▶ [WHAT YOU ARE ASKED TO DO] In the forum question about the SOR solver, how many iterations does the outer do-while loop perform?

Why doesn't this code scale linearly?

Question

I wrote this SOR solver code. Don't bother too much what this algorithm does, it is not the concern here. But just for the sake of completeness: it may solve a linear system of equations, depending on how well conditioned the system is.

I run it with an ill conditioned 2097152 rows sparce matrix (that never converges), with at most 7 non-zero columns per row.

Translating: the outer do-while loop will perform 10000 iterations (the value I pass as max_iters), the middle for will perform 2097152 iterations, split in chunks of work_line, divided among the OpenMP threads. The innermost for loop will have 7 iterations, except in very few cases (less than 1%) where it can be less.

There is data dependency among the threads in the values of sol array. Each iteration of the middle for updates one element but reads up to 6 other elements of the array. Since SOR is not an exact algorithm, when reading, it can have any of the previous or the current value on that position (if you are familiar with solvers, this is a Gauss-Siedel that tolerates Jacobi behavior on some places for the sake of parallelism).

▶ [LISTING]
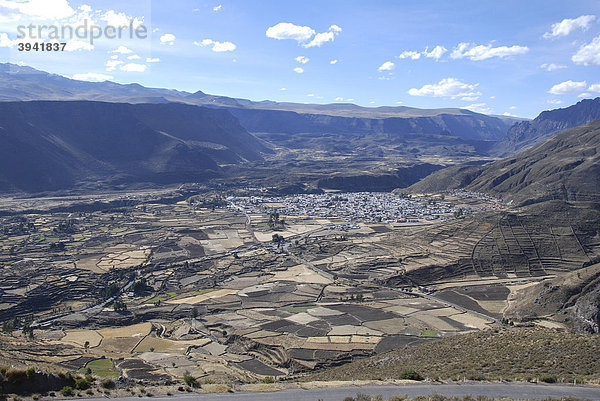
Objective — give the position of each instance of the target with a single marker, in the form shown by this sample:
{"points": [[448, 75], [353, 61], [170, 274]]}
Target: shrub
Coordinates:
{"points": [[548, 379], [410, 374], [190, 380], [82, 384], [67, 391], [107, 383]]}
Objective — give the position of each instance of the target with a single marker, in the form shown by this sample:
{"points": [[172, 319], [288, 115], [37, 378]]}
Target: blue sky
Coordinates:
{"points": [[516, 57]]}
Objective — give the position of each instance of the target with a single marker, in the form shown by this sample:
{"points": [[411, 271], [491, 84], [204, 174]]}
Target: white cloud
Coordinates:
{"points": [[5, 41], [133, 67], [484, 52], [436, 53], [302, 59], [117, 19], [324, 37], [588, 53], [568, 87], [410, 54], [287, 30], [167, 39], [568, 25], [92, 77], [594, 88], [387, 66], [447, 87], [217, 46], [552, 66], [75, 45], [302, 34], [35, 10], [111, 65], [478, 108], [122, 50]]}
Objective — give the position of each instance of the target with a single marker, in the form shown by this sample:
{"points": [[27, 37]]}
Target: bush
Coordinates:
{"points": [[190, 380], [410, 374], [548, 379], [107, 383], [67, 391], [82, 384]]}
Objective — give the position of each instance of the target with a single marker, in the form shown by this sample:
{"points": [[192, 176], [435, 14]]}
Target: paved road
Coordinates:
{"points": [[518, 391]]}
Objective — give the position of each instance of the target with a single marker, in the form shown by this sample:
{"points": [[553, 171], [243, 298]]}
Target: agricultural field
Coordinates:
{"points": [[153, 291]]}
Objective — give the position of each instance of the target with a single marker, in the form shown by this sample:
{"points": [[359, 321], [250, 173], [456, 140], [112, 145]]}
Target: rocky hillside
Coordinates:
{"points": [[566, 167], [525, 134], [46, 145]]}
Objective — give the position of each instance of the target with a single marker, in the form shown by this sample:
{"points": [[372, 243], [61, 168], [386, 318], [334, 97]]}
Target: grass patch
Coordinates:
{"points": [[161, 297], [526, 354], [296, 309], [101, 368]]}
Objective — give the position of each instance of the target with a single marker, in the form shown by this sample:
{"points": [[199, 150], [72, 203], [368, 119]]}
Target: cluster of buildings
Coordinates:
{"points": [[365, 207]]}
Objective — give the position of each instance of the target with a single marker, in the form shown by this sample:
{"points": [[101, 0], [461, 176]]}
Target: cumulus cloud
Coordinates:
{"points": [[112, 65], [92, 77], [552, 66], [568, 87], [484, 52], [122, 50], [568, 25], [302, 59], [387, 66], [304, 35], [217, 46], [588, 53], [287, 30], [167, 39], [133, 67], [436, 53], [117, 19], [75, 45], [324, 37], [13, 10], [478, 108], [447, 87], [410, 54]]}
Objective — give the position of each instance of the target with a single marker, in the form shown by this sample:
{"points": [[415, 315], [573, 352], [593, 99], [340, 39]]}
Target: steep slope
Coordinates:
{"points": [[47, 145], [25, 83], [525, 134], [566, 167]]}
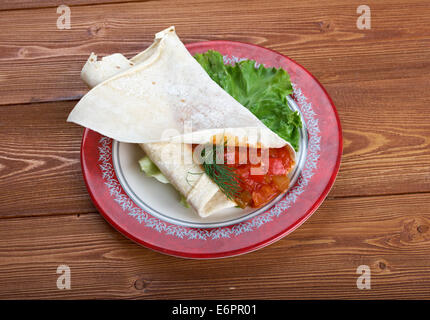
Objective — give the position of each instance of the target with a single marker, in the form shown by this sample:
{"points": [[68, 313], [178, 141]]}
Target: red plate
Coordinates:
{"points": [[316, 179]]}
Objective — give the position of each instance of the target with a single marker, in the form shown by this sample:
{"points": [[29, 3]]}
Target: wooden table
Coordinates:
{"points": [[377, 214]]}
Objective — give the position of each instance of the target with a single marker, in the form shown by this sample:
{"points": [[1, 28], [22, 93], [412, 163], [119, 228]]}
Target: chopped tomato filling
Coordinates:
{"points": [[260, 182]]}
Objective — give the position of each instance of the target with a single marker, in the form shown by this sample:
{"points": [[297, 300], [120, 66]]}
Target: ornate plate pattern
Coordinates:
{"points": [[317, 176]]}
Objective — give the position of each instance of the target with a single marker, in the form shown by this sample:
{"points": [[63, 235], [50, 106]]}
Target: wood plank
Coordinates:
{"points": [[386, 149], [390, 234], [29, 4], [40, 63], [40, 171]]}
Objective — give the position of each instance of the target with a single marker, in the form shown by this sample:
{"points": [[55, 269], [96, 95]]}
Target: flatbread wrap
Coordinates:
{"points": [[164, 100]]}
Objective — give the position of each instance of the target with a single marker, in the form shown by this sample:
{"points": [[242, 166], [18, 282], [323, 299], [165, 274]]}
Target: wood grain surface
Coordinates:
{"points": [[377, 214]]}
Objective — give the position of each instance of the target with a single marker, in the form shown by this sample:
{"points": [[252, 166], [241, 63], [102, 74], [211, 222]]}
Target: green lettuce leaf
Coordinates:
{"points": [[262, 90]]}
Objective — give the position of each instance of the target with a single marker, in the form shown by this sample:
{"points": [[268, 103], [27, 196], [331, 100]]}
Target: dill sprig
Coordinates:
{"points": [[224, 176]]}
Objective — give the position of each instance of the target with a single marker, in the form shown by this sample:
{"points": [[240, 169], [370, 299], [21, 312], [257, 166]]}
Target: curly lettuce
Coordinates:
{"points": [[262, 90]]}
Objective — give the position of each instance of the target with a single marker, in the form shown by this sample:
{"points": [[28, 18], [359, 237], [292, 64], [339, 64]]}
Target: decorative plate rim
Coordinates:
{"points": [[255, 222]]}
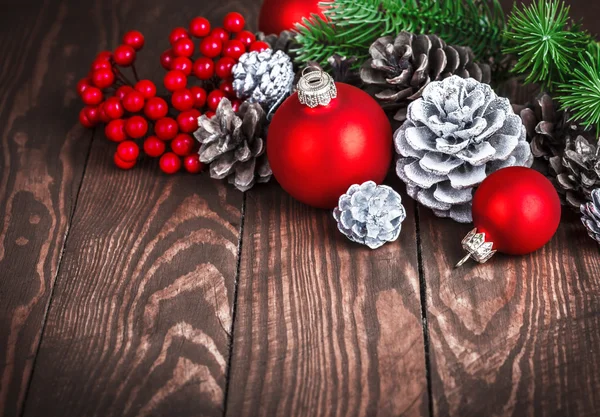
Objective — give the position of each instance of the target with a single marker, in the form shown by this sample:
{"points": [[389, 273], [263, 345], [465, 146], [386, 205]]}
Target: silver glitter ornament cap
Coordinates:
{"points": [[316, 87]]}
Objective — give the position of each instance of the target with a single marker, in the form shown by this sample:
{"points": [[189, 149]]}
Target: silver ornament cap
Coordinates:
{"points": [[316, 87]]}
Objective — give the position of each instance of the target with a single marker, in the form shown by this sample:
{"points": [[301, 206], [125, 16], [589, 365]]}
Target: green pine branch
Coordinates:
{"points": [[351, 26]]}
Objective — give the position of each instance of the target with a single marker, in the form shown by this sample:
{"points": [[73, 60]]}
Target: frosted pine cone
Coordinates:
{"points": [[234, 145], [401, 67], [457, 134], [263, 77], [590, 215], [370, 214]]}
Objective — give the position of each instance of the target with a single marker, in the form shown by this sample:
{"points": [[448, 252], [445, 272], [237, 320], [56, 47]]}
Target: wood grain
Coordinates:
{"points": [[324, 327], [42, 154]]}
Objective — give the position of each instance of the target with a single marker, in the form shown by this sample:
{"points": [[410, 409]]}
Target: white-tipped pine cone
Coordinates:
{"points": [[455, 135]]}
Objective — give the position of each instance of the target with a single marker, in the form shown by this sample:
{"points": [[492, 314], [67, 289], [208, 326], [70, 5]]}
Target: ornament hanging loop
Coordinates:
{"points": [[316, 87]]}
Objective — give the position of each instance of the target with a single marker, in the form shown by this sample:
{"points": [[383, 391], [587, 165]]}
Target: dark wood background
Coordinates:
{"points": [[137, 294]]}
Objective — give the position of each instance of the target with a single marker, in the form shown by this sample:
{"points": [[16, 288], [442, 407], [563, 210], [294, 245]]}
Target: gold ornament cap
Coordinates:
{"points": [[316, 87]]}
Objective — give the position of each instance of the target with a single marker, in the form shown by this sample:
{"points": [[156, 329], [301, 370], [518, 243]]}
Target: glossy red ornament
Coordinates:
{"points": [[279, 15], [518, 209], [316, 154]]}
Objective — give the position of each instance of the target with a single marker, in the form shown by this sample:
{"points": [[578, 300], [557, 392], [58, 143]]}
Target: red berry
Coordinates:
{"points": [[192, 164], [154, 147], [204, 68], [214, 98], [220, 34], [166, 59], [124, 55], [183, 47], [123, 164], [199, 96], [103, 78], [113, 108], [183, 64], [178, 33], [182, 99], [128, 151], [182, 144], [136, 127], [246, 37], [259, 46], [115, 130], [134, 39], [211, 47], [156, 108], [166, 128], [92, 96], [199, 27], [169, 163], [133, 101], [234, 22], [188, 120], [224, 67], [147, 88], [174, 80]]}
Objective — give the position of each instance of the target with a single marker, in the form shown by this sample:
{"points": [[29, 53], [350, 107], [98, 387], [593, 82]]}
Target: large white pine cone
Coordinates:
{"points": [[455, 135]]}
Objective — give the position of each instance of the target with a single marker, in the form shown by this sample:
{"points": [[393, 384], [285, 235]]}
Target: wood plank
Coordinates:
{"points": [[140, 321], [324, 326], [42, 156]]}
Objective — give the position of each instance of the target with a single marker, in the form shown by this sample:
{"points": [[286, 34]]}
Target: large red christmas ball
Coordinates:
{"points": [[316, 154], [518, 209], [279, 15]]}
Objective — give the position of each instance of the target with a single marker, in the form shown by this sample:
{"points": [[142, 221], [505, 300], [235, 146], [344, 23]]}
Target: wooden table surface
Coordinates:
{"points": [[140, 294]]}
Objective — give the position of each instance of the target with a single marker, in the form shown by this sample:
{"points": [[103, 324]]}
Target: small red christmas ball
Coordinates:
{"points": [[113, 108], [224, 67], [154, 147], [518, 209], [204, 68], [182, 144], [136, 127], [182, 99], [115, 130], [259, 46], [134, 39], [183, 64], [178, 33], [316, 154], [166, 128], [170, 163], [123, 164], [211, 47], [188, 120], [214, 98], [246, 37], [124, 55], [167, 58], [174, 80], [234, 22], [146, 88], [133, 101], [192, 164], [199, 95], [199, 27], [220, 34], [92, 96], [128, 151], [156, 108]]}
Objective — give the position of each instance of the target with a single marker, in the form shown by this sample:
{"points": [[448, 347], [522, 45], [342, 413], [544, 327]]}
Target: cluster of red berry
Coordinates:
{"points": [[130, 111]]}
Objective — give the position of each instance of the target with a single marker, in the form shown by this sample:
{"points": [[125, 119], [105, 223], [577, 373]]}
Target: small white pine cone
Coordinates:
{"points": [[590, 215], [370, 214], [455, 135]]}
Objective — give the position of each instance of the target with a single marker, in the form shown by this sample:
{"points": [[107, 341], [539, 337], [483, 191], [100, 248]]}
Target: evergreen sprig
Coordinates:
{"points": [[351, 26], [545, 42]]}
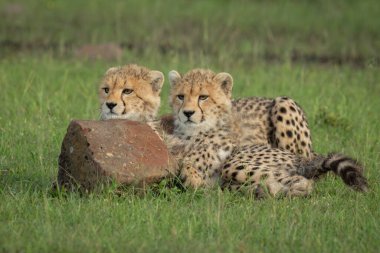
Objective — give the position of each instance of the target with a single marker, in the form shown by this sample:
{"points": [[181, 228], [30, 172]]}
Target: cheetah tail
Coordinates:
{"points": [[350, 170]]}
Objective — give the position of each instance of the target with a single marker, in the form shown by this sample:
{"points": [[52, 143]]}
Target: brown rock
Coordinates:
{"points": [[126, 151]]}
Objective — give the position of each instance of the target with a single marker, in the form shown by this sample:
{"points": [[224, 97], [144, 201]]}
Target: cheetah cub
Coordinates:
{"points": [[210, 135], [130, 92], [133, 92]]}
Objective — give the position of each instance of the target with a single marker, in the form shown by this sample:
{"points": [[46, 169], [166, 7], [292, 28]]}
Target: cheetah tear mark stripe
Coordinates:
{"points": [[125, 108]]}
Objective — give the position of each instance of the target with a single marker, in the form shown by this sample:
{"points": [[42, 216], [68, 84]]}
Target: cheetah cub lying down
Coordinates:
{"points": [[133, 92], [210, 136]]}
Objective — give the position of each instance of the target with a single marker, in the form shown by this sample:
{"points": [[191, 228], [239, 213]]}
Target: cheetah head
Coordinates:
{"points": [[130, 92], [200, 99]]}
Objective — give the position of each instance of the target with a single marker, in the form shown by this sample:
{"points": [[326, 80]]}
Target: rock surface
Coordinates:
{"points": [[126, 151]]}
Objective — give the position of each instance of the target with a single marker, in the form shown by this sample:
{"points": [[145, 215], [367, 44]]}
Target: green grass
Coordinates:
{"points": [[43, 89]]}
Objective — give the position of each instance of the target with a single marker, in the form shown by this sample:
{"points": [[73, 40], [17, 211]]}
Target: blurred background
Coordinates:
{"points": [[220, 32], [324, 54]]}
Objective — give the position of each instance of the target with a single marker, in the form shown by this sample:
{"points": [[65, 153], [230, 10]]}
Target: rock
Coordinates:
{"points": [[127, 152]]}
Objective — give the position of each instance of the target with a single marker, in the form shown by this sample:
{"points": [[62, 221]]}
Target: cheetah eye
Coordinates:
{"points": [[127, 91], [203, 97]]}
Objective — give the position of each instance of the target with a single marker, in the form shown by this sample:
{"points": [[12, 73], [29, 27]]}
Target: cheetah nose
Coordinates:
{"points": [[111, 105], [188, 113]]}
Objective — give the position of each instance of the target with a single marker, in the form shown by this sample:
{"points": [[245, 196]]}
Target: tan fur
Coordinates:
{"points": [[210, 137], [144, 100]]}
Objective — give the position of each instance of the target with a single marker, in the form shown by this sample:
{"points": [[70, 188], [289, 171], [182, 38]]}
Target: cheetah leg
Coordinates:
{"points": [[191, 177], [290, 127], [294, 185]]}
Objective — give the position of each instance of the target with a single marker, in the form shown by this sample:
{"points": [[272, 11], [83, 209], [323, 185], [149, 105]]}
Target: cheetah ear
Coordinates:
{"points": [[226, 82], [174, 77], [113, 69], [157, 80]]}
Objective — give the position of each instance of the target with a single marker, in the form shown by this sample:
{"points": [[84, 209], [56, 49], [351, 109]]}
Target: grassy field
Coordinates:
{"points": [[323, 54]]}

▶ [RESULT OF THE EXERCISE] 10000 iterations